Arbeitsauftrag: Schreibe den Abschnitt aus dem Interview zur Velosicherheit neu, der bei den Worten „Gastbeitrag von Felix“ einsetzt und nach „Meldungen der Fall.“ aufhört. Ersetze darin „E-Mail“ durch „Nachricht“.

Zitierter Text:
****************

«Wie gefährlich eine Situation ist, kann man nicht vom Schreibtisch aus beurteilen»

Dave Durner ist bei der Stadt Zürich zuständig für die Velosicherheit und bearbeitet die Meldungen, die bikeable-Nutzer:innen erfassen. Er erklärt, was die Stadt mit den Meldungen macht, welche nützlich sind – und welche sogar ihn zur Verzweiflung bringen.

Gastbeitrag von Felix Schindler

moveable: Du bist einer von zwei Menschen, die das bikeable-Account der Stadt Zürich betreuen. Was passiert genau, wenn ich einen Spot auf bikeable melde?
Dave Durner: Wir erhalten die Meldung als E-Mail und entscheiden zuerst, welche städtische Dienstabteilung zuständig ist. Was Planung und Bau betrifft, gehört eher ins Tiefbauamt, wenn es eher um Signale, Markierung und Ampeln geht, dann sind wir zuständig, die Dienstabteilung Verkehr. Das ist bei ungefähr zwei Dritteln aller Meldungen der Fall.

****************

Bereitgestellte Daten:
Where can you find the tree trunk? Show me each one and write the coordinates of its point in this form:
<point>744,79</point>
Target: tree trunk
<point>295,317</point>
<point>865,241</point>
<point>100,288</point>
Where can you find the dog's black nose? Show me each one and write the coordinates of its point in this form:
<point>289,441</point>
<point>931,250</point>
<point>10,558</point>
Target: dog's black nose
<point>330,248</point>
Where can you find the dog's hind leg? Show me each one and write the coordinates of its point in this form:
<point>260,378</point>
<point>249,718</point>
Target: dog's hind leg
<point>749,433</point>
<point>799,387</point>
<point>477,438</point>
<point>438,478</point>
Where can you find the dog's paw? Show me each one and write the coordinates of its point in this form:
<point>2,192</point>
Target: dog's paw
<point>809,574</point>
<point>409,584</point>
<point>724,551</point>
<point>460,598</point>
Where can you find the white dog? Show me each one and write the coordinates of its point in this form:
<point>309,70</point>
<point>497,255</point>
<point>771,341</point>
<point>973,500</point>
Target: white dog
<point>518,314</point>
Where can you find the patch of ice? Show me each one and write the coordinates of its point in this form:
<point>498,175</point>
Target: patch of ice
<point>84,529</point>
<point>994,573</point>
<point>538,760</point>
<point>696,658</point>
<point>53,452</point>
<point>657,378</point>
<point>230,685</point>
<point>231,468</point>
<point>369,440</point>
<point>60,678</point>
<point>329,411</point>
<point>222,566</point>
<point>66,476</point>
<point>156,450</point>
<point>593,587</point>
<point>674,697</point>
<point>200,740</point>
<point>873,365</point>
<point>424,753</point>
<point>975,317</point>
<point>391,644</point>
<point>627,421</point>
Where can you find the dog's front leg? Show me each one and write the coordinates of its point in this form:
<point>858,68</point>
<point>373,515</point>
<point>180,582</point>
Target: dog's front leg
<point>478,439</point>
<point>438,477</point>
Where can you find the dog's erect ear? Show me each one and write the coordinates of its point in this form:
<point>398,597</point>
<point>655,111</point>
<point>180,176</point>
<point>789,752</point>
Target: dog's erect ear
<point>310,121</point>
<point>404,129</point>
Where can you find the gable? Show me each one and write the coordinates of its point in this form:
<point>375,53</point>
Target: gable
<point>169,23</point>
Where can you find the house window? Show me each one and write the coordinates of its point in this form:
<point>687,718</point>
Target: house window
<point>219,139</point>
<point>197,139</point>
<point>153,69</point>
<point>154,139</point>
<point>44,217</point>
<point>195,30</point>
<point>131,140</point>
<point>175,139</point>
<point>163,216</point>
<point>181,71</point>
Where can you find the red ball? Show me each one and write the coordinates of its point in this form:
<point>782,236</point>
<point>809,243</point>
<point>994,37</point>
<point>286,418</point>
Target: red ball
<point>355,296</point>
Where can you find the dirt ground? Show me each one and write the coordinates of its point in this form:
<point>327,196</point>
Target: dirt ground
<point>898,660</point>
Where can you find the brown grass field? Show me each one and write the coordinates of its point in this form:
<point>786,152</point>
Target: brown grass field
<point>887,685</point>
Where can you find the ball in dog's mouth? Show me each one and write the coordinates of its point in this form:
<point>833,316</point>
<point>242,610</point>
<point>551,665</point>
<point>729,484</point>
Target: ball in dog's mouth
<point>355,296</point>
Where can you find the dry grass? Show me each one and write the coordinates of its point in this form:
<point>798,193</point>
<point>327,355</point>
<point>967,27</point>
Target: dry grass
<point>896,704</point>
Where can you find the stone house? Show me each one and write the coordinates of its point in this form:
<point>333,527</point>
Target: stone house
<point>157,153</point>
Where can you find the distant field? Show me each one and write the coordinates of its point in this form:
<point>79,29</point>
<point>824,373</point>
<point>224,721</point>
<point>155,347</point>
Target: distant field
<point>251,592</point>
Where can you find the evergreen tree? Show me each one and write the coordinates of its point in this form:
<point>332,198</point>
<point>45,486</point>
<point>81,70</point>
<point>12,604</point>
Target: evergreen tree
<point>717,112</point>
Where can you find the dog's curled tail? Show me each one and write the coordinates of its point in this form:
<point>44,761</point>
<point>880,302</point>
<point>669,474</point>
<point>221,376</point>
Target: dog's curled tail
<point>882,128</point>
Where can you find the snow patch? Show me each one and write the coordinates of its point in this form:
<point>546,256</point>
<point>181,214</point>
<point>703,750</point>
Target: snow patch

****************

Lösung zur Aufgabe:
Gastbeitrag von Felix Schindler

moveable: Du bist einer von zwei Menschen, die das bikeable-Account der Stadt Zürich betreuen. Was passiert genau, wenn ich einen Spot auf bikeable melde?
Dave Durner: Wir erhalten die Meldung als Nachricht und entscheiden zuerst, welche städtische Dienstabteilung zuständig ist. Was Planung und Bau betrifft, gehört eher ins Tiefbauamt, wenn es eher um Signale, Markierung und Ampeln geht, dann sind wir zuständig, die Dienstabteilung Verkehr. Das ist bei ungefähr zwei Dritteln aller Meldungen der Fall.